> EXERCISE INPUT:
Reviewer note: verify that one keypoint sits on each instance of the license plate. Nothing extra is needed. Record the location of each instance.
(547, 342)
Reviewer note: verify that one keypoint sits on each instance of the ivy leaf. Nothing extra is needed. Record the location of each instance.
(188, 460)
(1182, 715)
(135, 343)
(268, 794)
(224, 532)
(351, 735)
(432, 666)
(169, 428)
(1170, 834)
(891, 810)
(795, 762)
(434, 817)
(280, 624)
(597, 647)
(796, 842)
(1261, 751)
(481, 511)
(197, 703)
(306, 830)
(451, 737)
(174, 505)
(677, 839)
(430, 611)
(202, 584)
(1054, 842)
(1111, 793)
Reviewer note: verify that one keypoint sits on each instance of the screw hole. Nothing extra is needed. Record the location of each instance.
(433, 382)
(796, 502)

> EXERCISE: Using the data above, print every record exactly as shown.

> EXERCISE RESULT:
Reviewer note: verify that one keypoint sits on each instance of the license plate. Nothing extra is needed. Record the location of each instance.
(547, 342)
Reviewer note: verify that one keypoint sits on each instance of the ivy leaf. Nothing extra is needed. Record the location of each instance.
(188, 460)
(1182, 715)
(135, 343)
(268, 794)
(224, 532)
(351, 735)
(432, 666)
(169, 428)
(1170, 834)
(891, 810)
(795, 762)
(434, 817)
(280, 624)
(597, 647)
(796, 842)
(1261, 751)
(481, 511)
(197, 703)
(306, 830)
(451, 737)
(174, 505)
(677, 839)
(430, 611)
(202, 584)
(1054, 842)
(1111, 793)
Reviewer note: verify that one keypoint sits on each instance of the screw hole. Nothing extra is needed. Record the location of each instance.
(433, 382)
(796, 502)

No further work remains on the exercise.